SUPPLIED MATERIAL:
▬▬▬▬▬▬

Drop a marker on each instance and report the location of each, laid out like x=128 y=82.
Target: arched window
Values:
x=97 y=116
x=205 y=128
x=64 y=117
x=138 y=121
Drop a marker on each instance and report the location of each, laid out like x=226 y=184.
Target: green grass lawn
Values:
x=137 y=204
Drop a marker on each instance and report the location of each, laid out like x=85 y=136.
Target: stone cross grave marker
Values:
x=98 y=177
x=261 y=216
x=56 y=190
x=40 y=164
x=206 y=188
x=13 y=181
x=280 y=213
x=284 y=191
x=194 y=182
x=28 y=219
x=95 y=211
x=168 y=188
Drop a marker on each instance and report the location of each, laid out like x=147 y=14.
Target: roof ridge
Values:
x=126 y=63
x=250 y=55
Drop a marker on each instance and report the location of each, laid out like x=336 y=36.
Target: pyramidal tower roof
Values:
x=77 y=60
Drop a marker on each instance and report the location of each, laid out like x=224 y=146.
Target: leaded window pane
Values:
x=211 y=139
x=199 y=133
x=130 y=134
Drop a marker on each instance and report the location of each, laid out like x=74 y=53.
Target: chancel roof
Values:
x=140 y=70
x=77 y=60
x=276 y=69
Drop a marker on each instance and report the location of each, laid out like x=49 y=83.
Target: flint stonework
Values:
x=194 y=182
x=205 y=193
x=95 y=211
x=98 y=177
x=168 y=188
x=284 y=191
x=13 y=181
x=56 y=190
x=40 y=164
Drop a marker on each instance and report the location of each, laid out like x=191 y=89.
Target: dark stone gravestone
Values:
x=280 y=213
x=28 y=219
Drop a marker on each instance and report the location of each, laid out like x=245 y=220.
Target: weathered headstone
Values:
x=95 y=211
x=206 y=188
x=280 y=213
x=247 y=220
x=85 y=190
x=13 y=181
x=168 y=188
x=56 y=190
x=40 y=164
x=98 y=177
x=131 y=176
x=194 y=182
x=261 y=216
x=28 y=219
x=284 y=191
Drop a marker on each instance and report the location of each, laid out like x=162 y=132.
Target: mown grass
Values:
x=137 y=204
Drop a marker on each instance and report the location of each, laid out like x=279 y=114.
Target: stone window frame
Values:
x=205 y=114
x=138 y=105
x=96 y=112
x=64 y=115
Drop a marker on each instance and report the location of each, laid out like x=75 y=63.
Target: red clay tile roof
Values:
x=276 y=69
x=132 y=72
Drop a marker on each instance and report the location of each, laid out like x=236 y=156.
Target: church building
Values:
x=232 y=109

▬▬▬▬▬▬

EXERCISE:
Rewrite all of the lines above, putting "Place a pin" wherever "Drop a marker" appears and leaving everything else unchanged.

WRITTEN SOLUTION:
Place a pin on each instance and report the location of each, laid out like x=128 y=82.
Target: arched window
Values:
x=97 y=116
x=205 y=128
x=64 y=117
x=138 y=121
Place a pin on each instance and report the location of each, laid out like x=226 y=184.
Target: green grass lawn
Values:
x=137 y=204
Place a pin on each instance and report the location of each, laid out like x=85 y=136.
Target: stone cross grave marker
Values:
x=98 y=177
x=261 y=216
x=56 y=190
x=40 y=164
x=206 y=188
x=13 y=181
x=280 y=213
x=284 y=191
x=194 y=182
x=28 y=219
x=95 y=211
x=168 y=188
Place a pin on each instance and report the location of each, laid out like x=147 y=14.
Target: roof ridge
Values:
x=126 y=63
x=250 y=55
Place a pin on each instance and report the location of each, laid out like x=336 y=36.
Target: pyramidal tower roof
Values:
x=77 y=60
Place a pin on each instance and report the location of each, laid out like x=224 y=146.
Target: leaded window pane
Values:
x=211 y=139
x=199 y=133
x=130 y=134
Place a pin on each instance and report the location of each, laid out like x=74 y=53.
Target: chancel roof
Values:
x=140 y=70
x=77 y=60
x=276 y=69
Place a pin on each instance and report the location of each, laid out like x=49 y=83.
Target: flint stonework
Values:
x=194 y=182
x=205 y=193
x=95 y=211
x=98 y=177
x=168 y=188
x=284 y=191
x=13 y=181
x=56 y=190
x=40 y=164
Place a pin on each instance and report the location of each, laid out like x=191 y=89.
Target: dark stone gravestone
Values:
x=280 y=213
x=28 y=219
Place a pin on each instance and report the location of each, laid out like x=245 y=220.
Target: weathered headstone
Values:
x=95 y=211
x=206 y=188
x=280 y=213
x=247 y=220
x=85 y=190
x=13 y=181
x=168 y=188
x=56 y=190
x=40 y=164
x=98 y=177
x=131 y=176
x=194 y=182
x=261 y=216
x=28 y=219
x=284 y=191
Place a pin on each instance and report the location of each, laid out like x=162 y=132.
Target: mown grass
Values:
x=137 y=204
Place a pin on each instance and report the location of each, laid out like x=279 y=114.
Target: stone window frame
Values:
x=205 y=114
x=138 y=105
x=96 y=112
x=64 y=115
Place a pin on each instance and report the location of each, laid out like x=75 y=63.
Target: red clay tile roof
Values:
x=276 y=69
x=132 y=72
Place a pin on each instance and report the location of each, laid out like x=236 y=156.
Target: church building
Values:
x=232 y=109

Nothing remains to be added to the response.